*PROBLEM DESCRIPTION*:
The data that follows should be copied out exactly.

*DATA UNDER STUDY*:
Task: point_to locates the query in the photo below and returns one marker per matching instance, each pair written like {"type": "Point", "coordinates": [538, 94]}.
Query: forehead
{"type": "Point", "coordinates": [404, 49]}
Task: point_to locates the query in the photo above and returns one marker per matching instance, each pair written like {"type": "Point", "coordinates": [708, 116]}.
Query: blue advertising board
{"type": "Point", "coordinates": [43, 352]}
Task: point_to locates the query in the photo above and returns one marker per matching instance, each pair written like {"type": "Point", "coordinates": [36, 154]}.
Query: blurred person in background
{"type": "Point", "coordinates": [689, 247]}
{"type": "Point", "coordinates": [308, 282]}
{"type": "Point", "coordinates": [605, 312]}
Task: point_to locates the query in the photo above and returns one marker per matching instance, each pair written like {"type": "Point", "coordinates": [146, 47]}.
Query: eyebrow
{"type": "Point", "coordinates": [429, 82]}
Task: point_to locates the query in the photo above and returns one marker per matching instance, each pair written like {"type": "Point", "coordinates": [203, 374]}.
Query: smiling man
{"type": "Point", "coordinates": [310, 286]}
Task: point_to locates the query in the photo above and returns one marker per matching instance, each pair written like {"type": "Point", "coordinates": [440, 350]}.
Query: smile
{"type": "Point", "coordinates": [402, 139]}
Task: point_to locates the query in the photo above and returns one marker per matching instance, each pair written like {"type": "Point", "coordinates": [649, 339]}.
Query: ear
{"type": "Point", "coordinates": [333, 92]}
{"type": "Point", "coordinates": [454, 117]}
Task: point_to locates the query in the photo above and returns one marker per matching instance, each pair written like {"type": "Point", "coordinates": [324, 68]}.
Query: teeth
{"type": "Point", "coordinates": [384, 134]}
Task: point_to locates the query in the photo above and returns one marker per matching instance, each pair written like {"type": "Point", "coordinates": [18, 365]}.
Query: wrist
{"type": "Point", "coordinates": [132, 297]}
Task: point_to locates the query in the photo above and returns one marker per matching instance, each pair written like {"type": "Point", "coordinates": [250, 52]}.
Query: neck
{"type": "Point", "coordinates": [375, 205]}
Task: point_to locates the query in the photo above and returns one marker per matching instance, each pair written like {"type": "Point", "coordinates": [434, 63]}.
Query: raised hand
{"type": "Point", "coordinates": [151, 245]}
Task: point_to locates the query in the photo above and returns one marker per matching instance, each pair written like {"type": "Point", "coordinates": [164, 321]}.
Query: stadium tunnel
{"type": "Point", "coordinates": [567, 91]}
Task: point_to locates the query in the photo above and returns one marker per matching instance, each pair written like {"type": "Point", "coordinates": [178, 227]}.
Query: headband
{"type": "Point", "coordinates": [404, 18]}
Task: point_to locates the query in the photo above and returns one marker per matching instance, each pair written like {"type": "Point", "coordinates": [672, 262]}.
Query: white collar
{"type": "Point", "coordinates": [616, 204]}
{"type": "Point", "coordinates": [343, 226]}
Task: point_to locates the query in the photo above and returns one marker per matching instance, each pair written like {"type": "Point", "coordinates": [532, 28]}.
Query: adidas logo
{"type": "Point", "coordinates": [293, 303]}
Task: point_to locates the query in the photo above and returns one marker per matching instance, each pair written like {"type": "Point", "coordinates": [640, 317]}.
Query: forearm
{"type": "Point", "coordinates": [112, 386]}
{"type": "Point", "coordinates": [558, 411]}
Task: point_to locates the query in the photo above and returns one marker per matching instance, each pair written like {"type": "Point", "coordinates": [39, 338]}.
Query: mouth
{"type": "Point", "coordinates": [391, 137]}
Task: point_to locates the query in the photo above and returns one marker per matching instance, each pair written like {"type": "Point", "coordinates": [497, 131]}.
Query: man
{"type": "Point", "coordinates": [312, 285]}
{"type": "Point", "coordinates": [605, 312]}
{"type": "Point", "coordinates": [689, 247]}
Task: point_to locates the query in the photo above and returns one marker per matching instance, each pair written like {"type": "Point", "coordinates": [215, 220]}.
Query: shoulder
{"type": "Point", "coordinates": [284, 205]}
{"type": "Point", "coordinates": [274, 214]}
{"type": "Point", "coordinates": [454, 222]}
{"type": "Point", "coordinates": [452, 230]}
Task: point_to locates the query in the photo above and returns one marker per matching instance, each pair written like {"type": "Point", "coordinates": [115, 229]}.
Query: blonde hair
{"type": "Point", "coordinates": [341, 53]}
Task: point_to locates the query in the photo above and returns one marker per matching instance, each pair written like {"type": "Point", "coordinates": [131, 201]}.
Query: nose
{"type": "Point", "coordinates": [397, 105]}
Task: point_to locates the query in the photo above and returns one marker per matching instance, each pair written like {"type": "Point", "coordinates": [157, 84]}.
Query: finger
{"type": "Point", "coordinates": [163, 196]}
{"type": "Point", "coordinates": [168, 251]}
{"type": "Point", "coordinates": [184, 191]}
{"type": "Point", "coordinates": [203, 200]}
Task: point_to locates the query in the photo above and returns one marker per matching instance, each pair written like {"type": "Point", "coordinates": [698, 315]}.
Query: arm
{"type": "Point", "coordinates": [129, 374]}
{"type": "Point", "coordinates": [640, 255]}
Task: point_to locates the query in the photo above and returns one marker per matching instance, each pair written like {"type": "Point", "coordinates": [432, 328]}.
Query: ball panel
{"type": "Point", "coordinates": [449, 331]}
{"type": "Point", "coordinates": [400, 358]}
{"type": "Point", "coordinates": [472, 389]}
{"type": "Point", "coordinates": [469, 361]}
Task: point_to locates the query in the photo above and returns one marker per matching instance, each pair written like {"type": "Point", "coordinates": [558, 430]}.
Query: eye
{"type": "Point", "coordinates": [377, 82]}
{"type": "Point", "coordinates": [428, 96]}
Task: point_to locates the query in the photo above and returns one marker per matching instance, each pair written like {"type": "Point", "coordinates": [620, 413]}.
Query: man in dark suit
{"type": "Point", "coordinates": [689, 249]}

*EXPECTED ANSWER*:
Task: point_to locates the query in the photo below and returns one marker per matching instance, each pair written like {"type": "Point", "coordinates": [538, 94]}.
Query: forehead
{"type": "Point", "coordinates": [404, 49]}
Task: point_to locates the query in the photo above and returns one marker per matching instance, each pair written like {"type": "Point", "coordinates": [708, 116]}.
Query: blue advertising board
{"type": "Point", "coordinates": [43, 352]}
Task: point_to locates the query in the photo above and returns one marker per matching instance, each pair written like {"type": "Point", "coordinates": [36, 154]}.
Query: blurred person in background
{"type": "Point", "coordinates": [689, 247]}
{"type": "Point", "coordinates": [308, 282]}
{"type": "Point", "coordinates": [605, 312]}
Task: point_to locates the query in the photo above and returns one marker per matching instance, each pair written like {"type": "Point", "coordinates": [146, 47]}.
Query: eyebrow
{"type": "Point", "coordinates": [429, 82]}
Task: point_to locates the query in the photo above and returns one marker per matching instance, each pair written like {"type": "Point", "coordinates": [203, 374]}.
Query: smiling man
{"type": "Point", "coordinates": [310, 286]}
Task: point_to locates the query in the photo above and returns one marker per matching instance, each pair written like {"type": "Point", "coordinates": [440, 350]}.
Query: smile
{"type": "Point", "coordinates": [402, 139]}
Task: point_to locates the query in the photo above and returns one marker per matching instance, each pair written like {"type": "Point", "coordinates": [649, 339]}.
Query: ear
{"type": "Point", "coordinates": [333, 92]}
{"type": "Point", "coordinates": [454, 117]}
Task: point_to locates the query in the photo above and returns one marker per matching instance, each pair written like {"type": "Point", "coordinates": [324, 68]}.
Query: teeth
{"type": "Point", "coordinates": [384, 134]}
Task: point_to locates the query in the photo above and returns one marker per matching instance, each pair written like {"type": "Point", "coordinates": [18, 365]}.
Query: wrist
{"type": "Point", "coordinates": [132, 297]}
Task: point_to locates the query in the photo above and returns one marker per matching instance, each pair written like {"type": "Point", "coordinates": [250, 52]}.
Query: neck
{"type": "Point", "coordinates": [375, 205]}
Task: point_to locates the query in the photo above and returns one marker per matching instance, each pair written like {"type": "Point", "coordinates": [434, 63]}.
Query: raised hand
{"type": "Point", "coordinates": [151, 245]}
Task: point_to locates the query in the photo above and returns one marker per matching instance, each pair written like {"type": "Point", "coordinates": [164, 321]}.
Query: stadium tunnel
{"type": "Point", "coordinates": [567, 91]}
Task: point_to locates the query in the photo above and returns one marker per matching instance, each pair written like {"type": "Point", "coordinates": [178, 227]}.
Query: headband
{"type": "Point", "coordinates": [404, 18]}
Task: point_to locates the query in the photo above and returns one marker per matching instance, each pair written like {"type": "Point", "coordinates": [672, 262]}.
Query: white collar
{"type": "Point", "coordinates": [616, 204]}
{"type": "Point", "coordinates": [343, 226]}
Task: point_to locates the query in the photo above and returns one marker per matching instance, each pair written like {"type": "Point", "coordinates": [532, 28]}.
Query: adidas logo
{"type": "Point", "coordinates": [293, 303]}
Task: point_to locates the query in the photo above and returns one marker per matching instance, each pair written like {"type": "Point", "coordinates": [640, 317]}.
Query: forearm
{"type": "Point", "coordinates": [112, 386]}
{"type": "Point", "coordinates": [558, 411]}
Task: point_to locates the query in the photo above and returns one marker per matching instance, each pair written like {"type": "Point", "coordinates": [39, 338]}.
Query: mouth
{"type": "Point", "coordinates": [391, 137]}
Task: point_to locates the query in the photo above and returns one marker per matching instance, each pair written like {"type": "Point", "coordinates": [497, 131]}.
Query: man
{"type": "Point", "coordinates": [312, 285]}
{"type": "Point", "coordinates": [605, 312]}
{"type": "Point", "coordinates": [689, 247]}
Task: point_to locates the query in the photo above and returns one marker per matching instance, each pair written like {"type": "Point", "coordinates": [215, 220]}.
Query: shoulder
{"type": "Point", "coordinates": [284, 205]}
{"type": "Point", "coordinates": [274, 214]}
{"type": "Point", "coordinates": [454, 222]}
{"type": "Point", "coordinates": [452, 230]}
Task: point_to locates the query in the photo above and returns one marker per matching instance, each pair written like {"type": "Point", "coordinates": [115, 229]}.
Query: blonde hair
{"type": "Point", "coordinates": [341, 53]}
Task: point_to locates the query in the photo above and returns one marker per matching instance, each pair written like {"type": "Point", "coordinates": [131, 201]}.
Query: nose
{"type": "Point", "coordinates": [397, 105]}
Task: point_to locates the query in the photo above and returns one marker per matching instance, each pair written like {"type": "Point", "coordinates": [157, 84]}.
Query: finger
{"type": "Point", "coordinates": [163, 196]}
{"type": "Point", "coordinates": [168, 251]}
{"type": "Point", "coordinates": [184, 191]}
{"type": "Point", "coordinates": [203, 200]}
Task: point_to locates the query in the photo above and returns one marker per matching instance, each pair written like {"type": "Point", "coordinates": [698, 315]}.
Query: arm
{"type": "Point", "coordinates": [129, 374]}
{"type": "Point", "coordinates": [640, 255]}
Task: point_to locates the query in the photo above and returns one marker per matching instance, each pair written like {"type": "Point", "coordinates": [432, 328]}.
Query: ball panel
{"type": "Point", "coordinates": [449, 331]}
{"type": "Point", "coordinates": [400, 358]}
{"type": "Point", "coordinates": [472, 389]}
{"type": "Point", "coordinates": [469, 361]}
Task: point_to locates the query in the photo above and returns one marker per matching instance, each pair written like {"type": "Point", "coordinates": [558, 430]}.
Query: eye
{"type": "Point", "coordinates": [377, 82]}
{"type": "Point", "coordinates": [428, 96]}
Task: point_to locates the query in the photo above and returns one marker per matching instance, each pair written like {"type": "Point", "coordinates": [620, 413]}.
Query: man in dark suit
{"type": "Point", "coordinates": [689, 249]}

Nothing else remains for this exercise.